* _What the task requires_
Please repeat the records below exactly, but only from the line that contains "If you could point to the black shorts" onward, ending with the last line.

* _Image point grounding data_
###

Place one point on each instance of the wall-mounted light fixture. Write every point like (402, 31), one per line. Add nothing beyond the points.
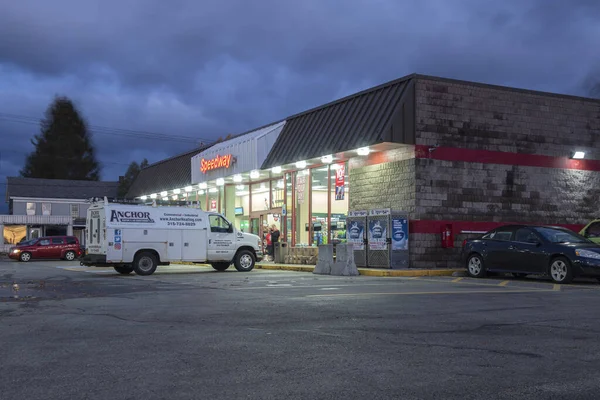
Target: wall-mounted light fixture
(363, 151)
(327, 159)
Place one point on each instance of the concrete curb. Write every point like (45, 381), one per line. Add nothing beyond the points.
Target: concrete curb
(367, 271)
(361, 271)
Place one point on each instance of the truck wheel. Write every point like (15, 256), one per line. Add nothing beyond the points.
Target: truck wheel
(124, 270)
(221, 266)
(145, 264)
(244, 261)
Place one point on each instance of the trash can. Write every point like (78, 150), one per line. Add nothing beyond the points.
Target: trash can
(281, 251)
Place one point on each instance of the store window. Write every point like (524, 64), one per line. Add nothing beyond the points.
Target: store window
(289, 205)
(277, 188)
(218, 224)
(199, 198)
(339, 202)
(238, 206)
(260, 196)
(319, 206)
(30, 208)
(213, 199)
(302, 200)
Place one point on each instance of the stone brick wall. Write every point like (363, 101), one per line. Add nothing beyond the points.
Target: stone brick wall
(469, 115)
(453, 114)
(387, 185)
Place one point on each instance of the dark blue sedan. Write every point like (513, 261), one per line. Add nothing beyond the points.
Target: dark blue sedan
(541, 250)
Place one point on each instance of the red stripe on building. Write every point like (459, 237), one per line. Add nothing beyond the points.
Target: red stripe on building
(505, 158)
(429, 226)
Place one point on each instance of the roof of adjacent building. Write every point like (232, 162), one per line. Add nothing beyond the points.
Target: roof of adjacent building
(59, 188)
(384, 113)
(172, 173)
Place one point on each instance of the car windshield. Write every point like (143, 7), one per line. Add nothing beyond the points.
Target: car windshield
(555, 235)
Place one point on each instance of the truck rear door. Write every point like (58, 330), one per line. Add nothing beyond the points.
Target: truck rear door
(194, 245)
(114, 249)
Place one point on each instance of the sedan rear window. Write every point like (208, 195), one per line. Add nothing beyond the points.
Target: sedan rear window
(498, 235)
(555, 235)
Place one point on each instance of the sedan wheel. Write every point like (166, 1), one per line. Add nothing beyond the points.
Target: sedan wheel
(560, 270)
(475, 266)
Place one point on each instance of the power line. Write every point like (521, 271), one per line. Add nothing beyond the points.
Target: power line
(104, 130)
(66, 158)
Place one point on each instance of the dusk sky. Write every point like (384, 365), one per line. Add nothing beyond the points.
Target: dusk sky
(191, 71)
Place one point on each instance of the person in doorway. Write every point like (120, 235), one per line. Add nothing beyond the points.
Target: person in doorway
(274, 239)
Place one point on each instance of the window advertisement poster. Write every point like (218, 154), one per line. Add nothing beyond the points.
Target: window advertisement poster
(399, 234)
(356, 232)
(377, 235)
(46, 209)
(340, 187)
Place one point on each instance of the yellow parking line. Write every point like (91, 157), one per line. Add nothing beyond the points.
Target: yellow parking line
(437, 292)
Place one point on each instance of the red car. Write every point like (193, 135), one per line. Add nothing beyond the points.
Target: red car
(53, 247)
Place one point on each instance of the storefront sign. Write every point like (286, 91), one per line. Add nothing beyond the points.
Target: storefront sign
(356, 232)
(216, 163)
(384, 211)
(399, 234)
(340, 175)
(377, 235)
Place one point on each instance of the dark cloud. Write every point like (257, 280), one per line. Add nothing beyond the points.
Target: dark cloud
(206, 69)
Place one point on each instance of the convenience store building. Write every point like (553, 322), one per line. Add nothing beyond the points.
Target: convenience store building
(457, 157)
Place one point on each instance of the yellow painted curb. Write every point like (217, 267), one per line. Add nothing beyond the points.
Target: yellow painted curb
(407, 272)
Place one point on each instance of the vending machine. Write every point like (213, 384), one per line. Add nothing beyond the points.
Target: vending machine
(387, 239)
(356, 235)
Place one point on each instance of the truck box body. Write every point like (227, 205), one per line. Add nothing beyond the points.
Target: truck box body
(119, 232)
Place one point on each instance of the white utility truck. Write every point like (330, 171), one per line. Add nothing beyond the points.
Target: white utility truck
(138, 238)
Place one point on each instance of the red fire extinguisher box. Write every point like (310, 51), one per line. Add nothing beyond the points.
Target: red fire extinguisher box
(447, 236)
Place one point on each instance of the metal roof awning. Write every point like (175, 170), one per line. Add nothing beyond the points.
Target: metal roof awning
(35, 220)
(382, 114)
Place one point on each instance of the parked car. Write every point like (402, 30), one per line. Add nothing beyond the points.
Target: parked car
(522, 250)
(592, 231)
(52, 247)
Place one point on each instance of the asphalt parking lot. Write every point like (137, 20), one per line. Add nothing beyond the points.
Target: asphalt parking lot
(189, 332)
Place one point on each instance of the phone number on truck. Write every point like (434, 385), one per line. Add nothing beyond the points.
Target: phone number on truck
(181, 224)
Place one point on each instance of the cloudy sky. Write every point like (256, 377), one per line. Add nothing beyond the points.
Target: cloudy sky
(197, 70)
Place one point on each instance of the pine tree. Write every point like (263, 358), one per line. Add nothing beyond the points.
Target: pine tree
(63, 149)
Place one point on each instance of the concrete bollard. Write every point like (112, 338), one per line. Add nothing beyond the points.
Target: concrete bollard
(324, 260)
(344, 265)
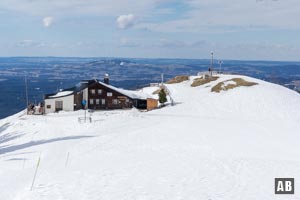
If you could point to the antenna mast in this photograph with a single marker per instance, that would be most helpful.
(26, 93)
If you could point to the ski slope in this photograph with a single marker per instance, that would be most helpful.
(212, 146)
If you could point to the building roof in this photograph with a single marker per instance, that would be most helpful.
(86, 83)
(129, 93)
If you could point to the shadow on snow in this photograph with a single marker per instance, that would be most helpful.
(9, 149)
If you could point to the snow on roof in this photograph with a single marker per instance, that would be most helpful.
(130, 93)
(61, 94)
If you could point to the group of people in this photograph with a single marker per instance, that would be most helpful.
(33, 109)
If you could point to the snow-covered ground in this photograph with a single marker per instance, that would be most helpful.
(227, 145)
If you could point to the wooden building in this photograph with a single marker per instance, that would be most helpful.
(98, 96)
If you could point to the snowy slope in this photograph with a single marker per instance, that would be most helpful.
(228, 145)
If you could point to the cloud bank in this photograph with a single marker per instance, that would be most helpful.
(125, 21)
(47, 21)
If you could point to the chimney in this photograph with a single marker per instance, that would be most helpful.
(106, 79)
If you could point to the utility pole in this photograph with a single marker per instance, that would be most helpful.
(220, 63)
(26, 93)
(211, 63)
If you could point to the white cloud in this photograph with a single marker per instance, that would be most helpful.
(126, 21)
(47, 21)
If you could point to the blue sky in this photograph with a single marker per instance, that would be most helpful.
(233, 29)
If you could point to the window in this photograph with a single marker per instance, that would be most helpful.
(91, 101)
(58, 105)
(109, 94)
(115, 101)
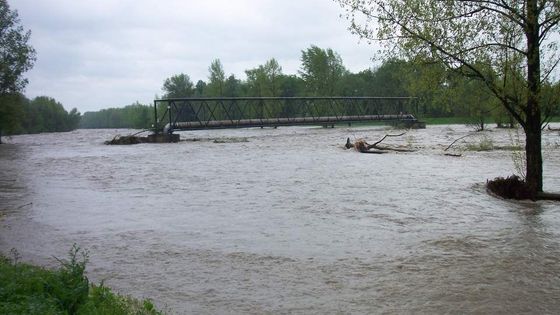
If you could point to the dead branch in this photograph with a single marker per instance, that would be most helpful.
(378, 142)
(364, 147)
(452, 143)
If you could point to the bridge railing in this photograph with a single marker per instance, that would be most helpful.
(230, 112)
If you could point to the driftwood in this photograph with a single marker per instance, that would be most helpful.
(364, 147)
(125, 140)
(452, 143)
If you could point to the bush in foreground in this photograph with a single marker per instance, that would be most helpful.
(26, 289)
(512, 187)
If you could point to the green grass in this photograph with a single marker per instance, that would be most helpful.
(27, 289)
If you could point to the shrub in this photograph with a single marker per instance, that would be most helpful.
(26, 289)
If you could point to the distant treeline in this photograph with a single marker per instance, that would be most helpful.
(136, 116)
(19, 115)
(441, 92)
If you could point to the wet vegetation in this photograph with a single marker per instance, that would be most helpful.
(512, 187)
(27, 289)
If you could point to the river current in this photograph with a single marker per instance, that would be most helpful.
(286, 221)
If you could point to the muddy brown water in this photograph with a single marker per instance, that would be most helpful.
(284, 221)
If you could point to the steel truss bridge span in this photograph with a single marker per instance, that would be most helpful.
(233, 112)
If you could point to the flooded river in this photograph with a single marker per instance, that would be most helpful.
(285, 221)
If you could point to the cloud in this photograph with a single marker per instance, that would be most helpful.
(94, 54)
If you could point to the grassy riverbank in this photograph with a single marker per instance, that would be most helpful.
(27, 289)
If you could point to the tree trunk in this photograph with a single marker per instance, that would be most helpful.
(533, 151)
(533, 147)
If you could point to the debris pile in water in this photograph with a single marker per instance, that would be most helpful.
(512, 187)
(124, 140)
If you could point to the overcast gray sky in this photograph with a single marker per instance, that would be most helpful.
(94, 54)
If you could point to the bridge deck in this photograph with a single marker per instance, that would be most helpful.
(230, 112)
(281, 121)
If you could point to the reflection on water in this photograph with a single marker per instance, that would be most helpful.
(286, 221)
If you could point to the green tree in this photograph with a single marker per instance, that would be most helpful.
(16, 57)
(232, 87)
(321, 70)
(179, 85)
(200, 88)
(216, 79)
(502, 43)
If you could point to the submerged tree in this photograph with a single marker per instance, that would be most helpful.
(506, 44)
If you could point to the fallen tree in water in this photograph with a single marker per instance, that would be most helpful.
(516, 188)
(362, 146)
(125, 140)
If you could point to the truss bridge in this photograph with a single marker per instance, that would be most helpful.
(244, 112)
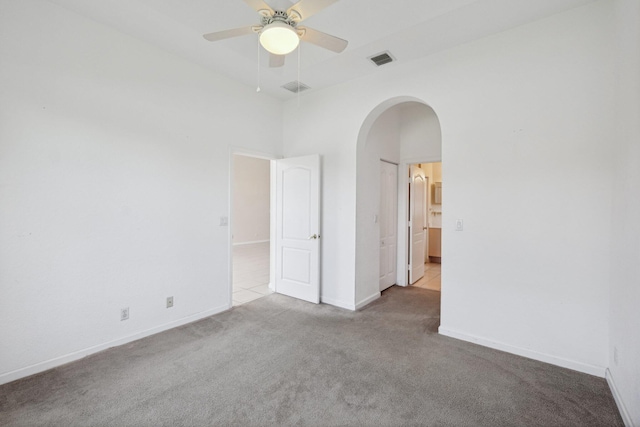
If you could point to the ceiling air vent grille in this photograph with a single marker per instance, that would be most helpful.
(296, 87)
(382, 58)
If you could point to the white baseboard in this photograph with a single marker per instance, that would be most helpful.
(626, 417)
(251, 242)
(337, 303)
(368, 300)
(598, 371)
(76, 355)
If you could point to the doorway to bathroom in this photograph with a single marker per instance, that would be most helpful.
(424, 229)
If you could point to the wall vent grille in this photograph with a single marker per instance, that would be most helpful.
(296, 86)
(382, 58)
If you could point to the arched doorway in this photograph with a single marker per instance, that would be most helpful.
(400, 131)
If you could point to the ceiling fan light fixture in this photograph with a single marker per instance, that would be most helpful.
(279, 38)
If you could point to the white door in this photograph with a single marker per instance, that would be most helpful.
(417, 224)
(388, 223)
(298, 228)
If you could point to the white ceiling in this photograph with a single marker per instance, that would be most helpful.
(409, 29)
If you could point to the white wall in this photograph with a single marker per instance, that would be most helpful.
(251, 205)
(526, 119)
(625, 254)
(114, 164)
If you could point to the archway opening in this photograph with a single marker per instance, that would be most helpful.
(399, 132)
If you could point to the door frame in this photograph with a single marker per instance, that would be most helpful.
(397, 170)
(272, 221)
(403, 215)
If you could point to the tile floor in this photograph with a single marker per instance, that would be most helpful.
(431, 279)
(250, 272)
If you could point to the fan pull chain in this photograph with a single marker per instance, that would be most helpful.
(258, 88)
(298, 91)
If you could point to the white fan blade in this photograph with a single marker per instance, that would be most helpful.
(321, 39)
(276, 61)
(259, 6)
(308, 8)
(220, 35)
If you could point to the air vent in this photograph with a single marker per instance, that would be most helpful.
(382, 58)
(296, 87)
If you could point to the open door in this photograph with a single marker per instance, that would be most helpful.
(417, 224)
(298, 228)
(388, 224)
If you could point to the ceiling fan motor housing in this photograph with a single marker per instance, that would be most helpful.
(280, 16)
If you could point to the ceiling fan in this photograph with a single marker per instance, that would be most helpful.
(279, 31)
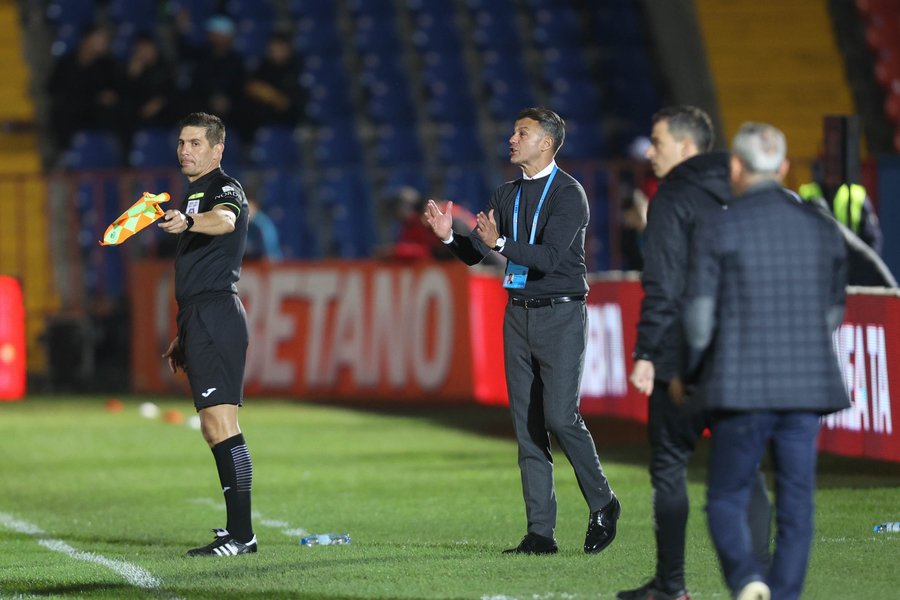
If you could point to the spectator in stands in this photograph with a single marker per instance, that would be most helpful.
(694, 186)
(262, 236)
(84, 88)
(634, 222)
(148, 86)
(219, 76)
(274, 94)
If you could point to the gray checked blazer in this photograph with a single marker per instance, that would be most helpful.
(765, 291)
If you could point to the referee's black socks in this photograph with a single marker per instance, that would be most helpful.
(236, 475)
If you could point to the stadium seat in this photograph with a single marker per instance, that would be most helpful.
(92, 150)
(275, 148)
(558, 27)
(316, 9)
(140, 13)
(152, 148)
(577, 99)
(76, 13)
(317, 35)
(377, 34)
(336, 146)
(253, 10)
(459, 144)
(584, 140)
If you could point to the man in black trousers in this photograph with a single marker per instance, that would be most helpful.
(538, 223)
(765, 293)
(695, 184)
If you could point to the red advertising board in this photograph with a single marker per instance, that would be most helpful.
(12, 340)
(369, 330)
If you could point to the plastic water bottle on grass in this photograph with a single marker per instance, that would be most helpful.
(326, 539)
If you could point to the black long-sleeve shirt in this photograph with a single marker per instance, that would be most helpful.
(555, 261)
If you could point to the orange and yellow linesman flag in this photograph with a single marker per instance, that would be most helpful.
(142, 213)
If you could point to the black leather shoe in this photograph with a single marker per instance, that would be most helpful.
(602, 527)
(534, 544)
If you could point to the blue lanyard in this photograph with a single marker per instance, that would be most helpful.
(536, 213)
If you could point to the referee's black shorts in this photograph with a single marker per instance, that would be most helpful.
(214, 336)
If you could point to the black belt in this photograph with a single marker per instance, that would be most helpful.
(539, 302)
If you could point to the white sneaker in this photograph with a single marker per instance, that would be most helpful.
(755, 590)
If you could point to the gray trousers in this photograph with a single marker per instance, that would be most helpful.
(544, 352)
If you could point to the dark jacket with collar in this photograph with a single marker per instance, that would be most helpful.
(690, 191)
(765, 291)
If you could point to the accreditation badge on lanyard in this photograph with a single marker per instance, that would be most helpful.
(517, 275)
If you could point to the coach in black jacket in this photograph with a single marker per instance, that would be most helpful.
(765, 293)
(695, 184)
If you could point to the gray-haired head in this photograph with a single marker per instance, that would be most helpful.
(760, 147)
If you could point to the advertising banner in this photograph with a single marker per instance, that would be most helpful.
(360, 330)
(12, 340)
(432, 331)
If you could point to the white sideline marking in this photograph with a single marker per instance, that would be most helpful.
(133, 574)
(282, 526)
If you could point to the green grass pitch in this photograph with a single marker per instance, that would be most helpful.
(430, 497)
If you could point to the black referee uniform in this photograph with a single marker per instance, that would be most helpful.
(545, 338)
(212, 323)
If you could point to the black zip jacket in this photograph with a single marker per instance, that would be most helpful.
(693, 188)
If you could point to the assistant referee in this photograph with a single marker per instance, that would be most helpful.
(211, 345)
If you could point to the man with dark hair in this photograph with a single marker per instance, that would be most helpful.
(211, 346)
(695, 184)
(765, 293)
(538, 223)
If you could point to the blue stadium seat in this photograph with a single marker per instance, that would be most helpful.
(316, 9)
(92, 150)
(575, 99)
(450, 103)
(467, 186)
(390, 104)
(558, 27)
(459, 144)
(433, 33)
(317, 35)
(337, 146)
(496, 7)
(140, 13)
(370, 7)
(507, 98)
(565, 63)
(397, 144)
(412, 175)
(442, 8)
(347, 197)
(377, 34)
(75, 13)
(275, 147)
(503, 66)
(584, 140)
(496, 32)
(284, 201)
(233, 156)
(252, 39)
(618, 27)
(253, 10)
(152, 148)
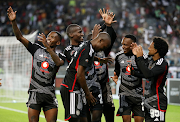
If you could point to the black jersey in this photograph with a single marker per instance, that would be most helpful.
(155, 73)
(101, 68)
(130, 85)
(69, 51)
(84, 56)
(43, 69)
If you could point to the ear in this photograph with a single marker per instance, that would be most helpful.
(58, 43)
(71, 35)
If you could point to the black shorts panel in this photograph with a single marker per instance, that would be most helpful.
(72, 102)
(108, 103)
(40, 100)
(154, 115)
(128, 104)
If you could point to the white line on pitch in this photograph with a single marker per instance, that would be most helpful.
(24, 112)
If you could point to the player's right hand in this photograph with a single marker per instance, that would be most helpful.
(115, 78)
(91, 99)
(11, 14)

###

* _Response to this exercise_
If you could point to the black shorts panel in this photograph with a single marker per instance, that would be most helpful.
(72, 102)
(108, 103)
(40, 100)
(154, 115)
(128, 104)
If you could point to the white line on pitch in this photograph with a single marker per instance, that would be most helpful.
(24, 112)
If you could point to the player's right hand in this photograph with a single marker per instance, that would be most helpful.
(115, 78)
(91, 99)
(11, 14)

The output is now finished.